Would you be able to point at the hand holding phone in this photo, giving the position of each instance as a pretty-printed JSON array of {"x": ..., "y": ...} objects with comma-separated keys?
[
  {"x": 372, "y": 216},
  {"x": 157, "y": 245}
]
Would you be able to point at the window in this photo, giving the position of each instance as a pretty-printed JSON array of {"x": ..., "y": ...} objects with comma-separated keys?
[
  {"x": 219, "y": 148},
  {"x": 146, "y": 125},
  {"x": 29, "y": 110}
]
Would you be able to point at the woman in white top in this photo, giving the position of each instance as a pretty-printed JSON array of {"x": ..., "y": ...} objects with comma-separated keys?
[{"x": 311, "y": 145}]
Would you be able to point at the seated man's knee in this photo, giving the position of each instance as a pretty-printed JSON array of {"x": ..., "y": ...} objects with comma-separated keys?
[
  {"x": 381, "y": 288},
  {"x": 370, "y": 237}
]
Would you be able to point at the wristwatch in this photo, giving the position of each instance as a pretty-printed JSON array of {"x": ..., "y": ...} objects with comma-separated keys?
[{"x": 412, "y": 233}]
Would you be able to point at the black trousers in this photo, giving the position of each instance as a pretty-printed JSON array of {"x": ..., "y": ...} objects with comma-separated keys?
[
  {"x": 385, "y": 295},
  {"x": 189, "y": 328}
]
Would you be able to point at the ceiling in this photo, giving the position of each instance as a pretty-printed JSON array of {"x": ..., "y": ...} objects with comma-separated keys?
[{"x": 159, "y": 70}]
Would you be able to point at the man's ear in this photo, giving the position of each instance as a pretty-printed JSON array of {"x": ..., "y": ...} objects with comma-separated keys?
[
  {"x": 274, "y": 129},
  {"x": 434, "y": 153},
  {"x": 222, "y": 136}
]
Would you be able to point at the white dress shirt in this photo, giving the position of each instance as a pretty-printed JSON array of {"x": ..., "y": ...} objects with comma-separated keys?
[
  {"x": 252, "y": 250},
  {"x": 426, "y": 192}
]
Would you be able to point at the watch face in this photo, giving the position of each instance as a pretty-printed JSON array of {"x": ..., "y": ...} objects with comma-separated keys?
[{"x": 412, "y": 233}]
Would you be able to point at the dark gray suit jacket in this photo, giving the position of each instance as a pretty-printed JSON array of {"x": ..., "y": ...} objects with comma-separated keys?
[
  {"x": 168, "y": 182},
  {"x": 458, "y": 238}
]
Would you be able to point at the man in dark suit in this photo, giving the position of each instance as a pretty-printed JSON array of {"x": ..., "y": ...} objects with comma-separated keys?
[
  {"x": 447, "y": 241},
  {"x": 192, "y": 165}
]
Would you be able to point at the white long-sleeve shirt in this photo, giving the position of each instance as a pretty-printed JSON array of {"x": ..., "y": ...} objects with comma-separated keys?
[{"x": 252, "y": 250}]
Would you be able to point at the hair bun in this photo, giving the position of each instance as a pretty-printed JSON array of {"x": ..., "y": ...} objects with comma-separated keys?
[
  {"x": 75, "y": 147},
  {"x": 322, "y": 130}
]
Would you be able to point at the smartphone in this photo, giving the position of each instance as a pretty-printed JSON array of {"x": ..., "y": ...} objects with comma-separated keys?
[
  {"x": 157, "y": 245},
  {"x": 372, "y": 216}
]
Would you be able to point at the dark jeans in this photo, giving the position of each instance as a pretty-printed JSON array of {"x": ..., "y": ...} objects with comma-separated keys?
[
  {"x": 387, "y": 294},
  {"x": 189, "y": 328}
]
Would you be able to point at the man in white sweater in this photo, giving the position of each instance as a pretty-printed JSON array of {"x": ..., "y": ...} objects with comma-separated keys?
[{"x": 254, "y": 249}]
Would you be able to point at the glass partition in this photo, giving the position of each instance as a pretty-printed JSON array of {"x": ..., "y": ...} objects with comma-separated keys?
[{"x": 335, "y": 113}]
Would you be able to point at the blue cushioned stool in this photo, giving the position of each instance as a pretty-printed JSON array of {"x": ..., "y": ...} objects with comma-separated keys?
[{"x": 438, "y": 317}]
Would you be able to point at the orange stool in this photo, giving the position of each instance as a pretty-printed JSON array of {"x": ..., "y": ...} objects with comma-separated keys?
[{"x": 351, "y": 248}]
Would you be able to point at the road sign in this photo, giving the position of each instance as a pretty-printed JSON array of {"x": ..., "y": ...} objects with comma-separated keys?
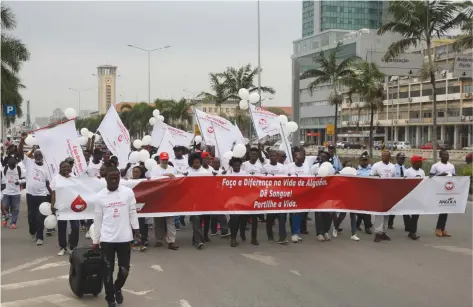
[
  {"x": 463, "y": 66},
  {"x": 10, "y": 110},
  {"x": 405, "y": 64},
  {"x": 330, "y": 129}
]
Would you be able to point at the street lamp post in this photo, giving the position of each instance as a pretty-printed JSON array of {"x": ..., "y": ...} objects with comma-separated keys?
[{"x": 149, "y": 65}]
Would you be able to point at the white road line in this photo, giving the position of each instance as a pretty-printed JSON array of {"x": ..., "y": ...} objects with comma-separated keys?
[
  {"x": 50, "y": 265},
  {"x": 25, "y": 265},
  {"x": 157, "y": 268},
  {"x": 139, "y": 293},
  {"x": 51, "y": 300},
  {"x": 268, "y": 260},
  {"x": 184, "y": 303},
  {"x": 295, "y": 272},
  {"x": 31, "y": 283},
  {"x": 453, "y": 249}
]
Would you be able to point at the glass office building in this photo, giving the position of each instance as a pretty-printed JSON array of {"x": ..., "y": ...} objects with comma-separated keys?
[{"x": 318, "y": 16}]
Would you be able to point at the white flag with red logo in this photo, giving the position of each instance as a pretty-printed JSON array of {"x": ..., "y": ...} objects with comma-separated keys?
[
  {"x": 115, "y": 136},
  {"x": 265, "y": 122},
  {"x": 61, "y": 142}
]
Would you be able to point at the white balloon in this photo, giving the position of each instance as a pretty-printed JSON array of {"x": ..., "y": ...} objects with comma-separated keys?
[
  {"x": 84, "y": 132},
  {"x": 150, "y": 164},
  {"x": 244, "y": 105},
  {"x": 283, "y": 119},
  {"x": 50, "y": 221},
  {"x": 137, "y": 144},
  {"x": 254, "y": 98},
  {"x": 292, "y": 127},
  {"x": 83, "y": 140},
  {"x": 144, "y": 155},
  {"x": 146, "y": 140},
  {"x": 70, "y": 113},
  {"x": 239, "y": 151},
  {"x": 45, "y": 209},
  {"x": 243, "y": 93},
  {"x": 134, "y": 157}
]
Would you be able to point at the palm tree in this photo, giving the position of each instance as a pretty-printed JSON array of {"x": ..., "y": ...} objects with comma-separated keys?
[
  {"x": 220, "y": 92},
  {"x": 367, "y": 83},
  {"x": 14, "y": 53},
  {"x": 334, "y": 72},
  {"x": 420, "y": 22},
  {"x": 243, "y": 77}
]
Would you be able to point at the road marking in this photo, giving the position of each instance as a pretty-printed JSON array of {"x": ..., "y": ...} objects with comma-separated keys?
[
  {"x": 453, "y": 249},
  {"x": 31, "y": 283},
  {"x": 139, "y": 293},
  {"x": 157, "y": 268},
  {"x": 50, "y": 265},
  {"x": 295, "y": 273},
  {"x": 184, "y": 303},
  {"x": 51, "y": 300},
  {"x": 268, "y": 260},
  {"x": 25, "y": 265}
]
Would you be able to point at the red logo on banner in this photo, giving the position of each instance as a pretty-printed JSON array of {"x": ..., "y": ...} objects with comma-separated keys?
[
  {"x": 79, "y": 204},
  {"x": 449, "y": 186}
]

· · · ·

## WRITTEN INSTRUCTION
Reproduce each of the rows above word for word, from first to last. Leave the pictures out of your answer.

## EXERCISE ANSWER
Would you be able to point at the hand holding phone in this photo, giving the position of each instance as a pretty-printed JSON array of {"x": ..., "y": ...} objects with comma-separated keys?
[
  {"x": 372, "y": 216},
  {"x": 157, "y": 245}
]
Would you be able to point at the window in this photo, giving the position of each instance as a pretty-printed JSON array of {"x": ..., "y": ...} objects with comma-separated keys?
[
  {"x": 219, "y": 148},
  {"x": 146, "y": 125},
  {"x": 29, "y": 110}
]
Would you be able to point at the woman in white top in this photo, giving the position of each instance as a pretty-printed JSON array of {"x": ..., "y": ...} objects with comma-separated keys?
[{"x": 311, "y": 145}]
Would you be able to point at the seated man's knee in this photo, giving the position of each instance as a pretty-printed JSON array of {"x": ..., "y": ...} objects with comma-separated keys?
[
  {"x": 381, "y": 288},
  {"x": 370, "y": 237}
]
Would you be able to point at the wristwatch in this photo, giving the position of each instance as a pretty-printed JSON array of {"x": ..., "y": ...} objects with comma-separated keys?
[{"x": 412, "y": 233}]
Would you be able to point at the black trousers in this photo, giving the position of each instance as a pretty-printed JSON array of {"x": ..., "y": ...} objects with comma-separated keys?
[
  {"x": 385, "y": 295},
  {"x": 189, "y": 328}
]
Would you be able to point at the ceiling in this photo, giving the position of each instance as a pretty-printed JSON array of {"x": ..., "y": ...} objects with comma-separated keys?
[{"x": 159, "y": 70}]
Would you be able to point at the man's ear in this photo, giving the position of each instance as a pretty-printed JSON array of {"x": ..., "y": ...} objects with comma-separated keys?
[
  {"x": 274, "y": 129},
  {"x": 434, "y": 153},
  {"x": 222, "y": 136}
]
Would you be able to point at the white dress shirt in this photo, giving the position of each instance as a pretty-printed JSON array of {"x": ..., "y": ...} objects with comma-separated keys?
[
  {"x": 252, "y": 250},
  {"x": 426, "y": 192}
]
Would you be able to point at the watch face in this photo, giving the position of each instance as a pretty-printed JSON array of {"x": ..., "y": ...} objects with comma-separated keys?
[{"x": 412, "y": 233}]
Would you be able to point at the dark gray suit jacket in this photo, giving the position of each instance as a pretty-printed JSON array of {"x": ..., "y": ...} objects with comma-separated keys?
[
  {"x": 168, "y": 182},
  {"x": 458, "y": 238}
]
Would you be able to point at the man in dark suit in this photo, giving the position of each instance as a pretty-printed JSON array of {"x": ..., "y": ...} objects with comma-separated keys?
[
  {"x": 447, "y": 241},
  {"x": 192, "y": 165}
]
Would you be able to point at the white long-sleeve shirt in this photo, giving the position of each instance as a pretty-printed JSON array of {"x": ..., "y": ...} objects with comma-separated keys?
[{"x": 252, "y": 250}]
Would you be able to point at the hair bun in this photo, giving the position of each instance as a pretty-printed JSON array of {"x": ..., "y": ...} objects with comma-separated keys?
[
  {"x": 75, "y": 147},
  {"x": 322, "y": 130}
]
Would you be able to point at the smartphone in this photo, giving the position of each instance as a pretty-printed JSON array of {"x": ..., "y": ...} objects with comma-separated keys?
[
  {"x": 157, "y": 245},
  {"x": 372, "y": 216}
]
Would you be able to point at the dark jeans in this photo, giving the position of each instance as a pretty-printed JSON array of {"x": ..., "y": ...} objects with comma-separated keys?
[
  {"x": 387, "y": 294},
  {"x": 189, "y": 328}
]
Would you be able to point at the man in white sweater in this photo, giving the position of each instance as a pretty-printed JSON array of {"x": ..., "y": ...} objects with comma-separated keys?
[{"x": 254, "y": 249}]
Would you be able to point at the glass partition in this photo, giving the position of each instance as a pretty-printed JSON array of {"x": ..., "y": ...} objects with comma-separated keys?
[{"x": 335, "y": 113}]
Would you be able to point at the blue cushioned stool in this photo, giving the position of each instance as a pretty-printed JSON array of {"x": ..., "y": ...} objects with comma-separated keys?
[{"x": 438, "y": 317}]
Would you be able to point at the orange stool in this photo, giving the position of each instance as a pretty-printed JSON array of {"x": ..., "y": ...} objects with comma-separated keys?
[{"x": 351, "y": 248}]
Would you be able to point at the road sign in this photo, giving the position of each instance as a pretty-printed JSON array of {"x": ..., "y": ...} objects with comma-separated keys?
[
  {"x": 463, "y": 66},
  {"x": 10, "y": 110},
  {"x": 405, "y": 64},
  {"x": 330, "y": 129}
]
Would you be able to point at the street lamp post in this photo, giving the position of each instance as a pretty-printed JSON array of {"x": ..., "y": ...} objects with comma-separated keys?
[{"x": 149, "y": 65}]
Would you be able to point at the white road line in this photo, giving the position of each instance as a pretty-printed JSON array of {"x": ..., "y": ...} objects with comma-separated keys?
[
  {"x": 50, "y": 265},
  {"x": 25, "y": 265},
  {"x": 157, "y": 268},
  {"x": 139, "y": 293},
  {"x": 51, "y": 300},
  {"x": 268, "y": 260},
  {"x": 184, "y": 303},
  {"x": 295, "y": 272},
  {"x": 31, "y": 283},
  {"x": 453, "y": 249}
]
Would you be able to point at the glass office building in this photo, giving the position of each instance as a pretty-printed JSON array of {"x": ..., "y": ...} objects with comma-separated keys?
[{"x": 318, "y": 16}]
Would you be able to point at the white flag with red logo in this photo, giving the position of each instance as a pretty-printed JSON array of {"x": ..., "y": ...} objects with comma-separated keys?
[
  {"x": 115, "y": 136},
  {"x": 265, "y": 122},
  {"x": 61, "y": 142}
]
Would you be able to point at the white balloon in this photo, giving the position of each instance as a pretty-printed JSON array of {"x": ..., "y": ...} objects with comma-separated keys?
[
  {"x": 84, "y": 132},
  {"x": 150, "y": 164},
  {"x": 244, "y": 105},
  {"x": 283, "y": 119},
  {"x": 50, "y": 221},
  {"x": 137, "y": 144},
  {"x": 254, "y": 98},
  {"x": 292, "y": 127},
  {"x": 83, "y": 140},
  {"x": 144, "y": 155},
  {"x": 146, "y": 140},
  {"x": 70, "y": 113},
  {"x": 239, "y": 151},
  {"x": 45, "y": 209},
  {"x": 243, "y": 93},
  {"x": 134, "y": 157}
]
Would you be able to point at the palm tree in this photo, giving the position of each instance as a pretty-printed JSON array of {"x": ..., "y": ...} objects with comma-separated keys?
[
  {"x": 220, "y": 92},
  {"x": 367, "y": 83},
  {"x": 14, "y": 53},
  {"x": 334, "y": 72},
  {"x": 420, "y": 22},
  {"x": 243, "y": 77}
]
Would you be able to point at the road marking in this photo, giving the position of each instance as a pretty-printed JSON array of {"x": ..., "y": ...} objects with comma-separated keys?
[
  {"x": 453, "y": 249},
  {"x": 31, "y": 283},
  {"x": 139, "y": 293},
  {"x": 157, "y": 268},
  {"x": 50, "y": 265},
  {"x": 295, "y": 273},
  {"x": 184, "y": 303},
  {"x": 51, "y": 300},
  {"x": 268, "y": 260},
  {"x": 25, "y": 265}
]
Would you be able to point at the red logo on banner in this photo, giving the position of each instance as a pretty-printed JSON array of {"x": ..., "y": ...} objects with comma-separated keys?
[
  {"x": 79, "y": 204},
  {"x": 449, "y": 186}
]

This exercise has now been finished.